== REQUIRED ACTION ==
Repeat the listing below in full, exactly as it stands.

== INFORMATION PROVIDED ==
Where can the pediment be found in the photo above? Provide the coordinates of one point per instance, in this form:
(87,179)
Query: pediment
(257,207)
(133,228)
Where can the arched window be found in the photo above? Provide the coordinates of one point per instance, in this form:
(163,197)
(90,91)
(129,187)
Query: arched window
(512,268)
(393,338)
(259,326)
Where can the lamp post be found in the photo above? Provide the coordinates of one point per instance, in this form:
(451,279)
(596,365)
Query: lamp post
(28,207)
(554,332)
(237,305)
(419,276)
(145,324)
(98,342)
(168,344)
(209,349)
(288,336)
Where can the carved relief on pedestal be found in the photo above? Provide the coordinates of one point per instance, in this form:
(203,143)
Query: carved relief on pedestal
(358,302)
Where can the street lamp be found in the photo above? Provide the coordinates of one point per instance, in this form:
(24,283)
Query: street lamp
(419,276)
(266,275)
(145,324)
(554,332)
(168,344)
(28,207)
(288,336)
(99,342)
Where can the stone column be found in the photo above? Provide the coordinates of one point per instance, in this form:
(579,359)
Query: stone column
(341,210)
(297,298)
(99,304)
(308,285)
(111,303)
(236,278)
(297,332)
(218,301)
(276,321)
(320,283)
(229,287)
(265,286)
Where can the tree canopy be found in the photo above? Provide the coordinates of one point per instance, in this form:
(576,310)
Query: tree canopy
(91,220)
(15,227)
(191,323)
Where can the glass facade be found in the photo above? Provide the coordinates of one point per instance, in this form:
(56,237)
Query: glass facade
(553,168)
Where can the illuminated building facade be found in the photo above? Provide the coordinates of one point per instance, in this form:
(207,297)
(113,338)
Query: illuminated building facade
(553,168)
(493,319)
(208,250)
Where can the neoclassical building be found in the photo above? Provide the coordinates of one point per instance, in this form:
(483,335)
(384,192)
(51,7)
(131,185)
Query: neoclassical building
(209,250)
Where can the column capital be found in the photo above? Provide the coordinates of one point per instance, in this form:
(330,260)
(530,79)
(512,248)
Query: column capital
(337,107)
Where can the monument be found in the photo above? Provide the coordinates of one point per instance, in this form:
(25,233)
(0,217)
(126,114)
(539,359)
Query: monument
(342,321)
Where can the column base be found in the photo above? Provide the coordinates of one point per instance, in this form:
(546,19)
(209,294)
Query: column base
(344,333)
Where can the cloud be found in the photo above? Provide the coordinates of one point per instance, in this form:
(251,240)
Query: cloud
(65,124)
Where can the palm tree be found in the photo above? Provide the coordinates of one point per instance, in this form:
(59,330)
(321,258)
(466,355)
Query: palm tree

== RESPONSE FOR THIS EXERCISE ==
Where can the pediment be found in the photo above? Provide the coordinates of one point per instance, in this form:
(87,179)
Query: pediment
(257,207)
(133,228)
Where can the arched window be found in the photo above? Provide the coordinates of one point per instance, in this form:
(163,197)
(90,91)
(129,187)
Query: arched window
(512,268)
(393,338)
(259,326)
Where can the lamp post be found in the photo above? Provide the coordinates of one point per instance, in this form:
(451,279)
(596,365)
Query: lamp post
(28,207)
(554,332)
(237,305)
(419,276)
(145,324)
(98,342)
(168,344)
(209,349)
(288,336)
Where can the carved relief on pedestal be found in the photo above? Provide the coordinates of one point per instance, in this form:
(203,143)
Query: carved relief on pedestal
(358,302)
Where can the street lamp be found in the photo above? Provide the coordinates of one point per instance, in this form:
(24,283)
Query: street lamp
(419,276)
(266,275)
(145,324)
(554,332)
(168,344)
(28,207)
(288,336)
(99,342)
Where can the stone column be found in the photo above? Provide the coordinates of one point per instance, in this form:
(579,359)
Query: stone column
(341,210)
(297,298)
(99,304)
(308,285)
(111,303)
(236,278)
(297,332)
(218,301)
(276,321)
(320,283)
(229,287)
(265,286)
Where can the tree canopy be found in the photo above? Provide the coordinates of one point per instance, in this form:
(576,310)
Query: tree canopy
(91,220)
(15,227)
(191,323)
Where can the glass facade be found in the photo above? Provide the coordinates of one point per instance, in this form:
(56,237)
Query: glass facade
(553,168)
Where can the illuminated building facade be found in the photo above? Provide the coordinates of one point per instance, in this form:
(207,297)
(113,338)
Query: illuminated building facade
(553,168)
(493,319)
(208,250)
Where can the neoclassical building be found in the photo above? Provide the coordinates of one point per instance, in this form:
(483,335)
(384,192)
(51,7)
(131,185)
Query: neoclassical building
(209,250)
Where can the column capital be found in the photo above? Provide the coordinates of one point per instance, in this form:
(330,260)
(530,79)
(512,248)
Query: column capital
(337,107)
Where can the monument be found in the photo above? Provide the coordinates of one point per instance, in this form:
(25,233)
(0,217)
(126,114)
(539,359)
Query: monument
(342,321)
Where can the column base be found in the photo above? Provide the coordinates of one point per instance, in this form:
(546,19)
(209,294)
Query: column base
(344,333)
Where can the cloud be found in the photo above? Provide the coordinates of one point per instance, in this form:
(251,240)
Query: cloud
(65,124)
Where can the palm tree be found in the photo above? Provide the coordinates of one point per instance, in this form:
(59,330)
(321,258)
(466,355)
Query: palm tree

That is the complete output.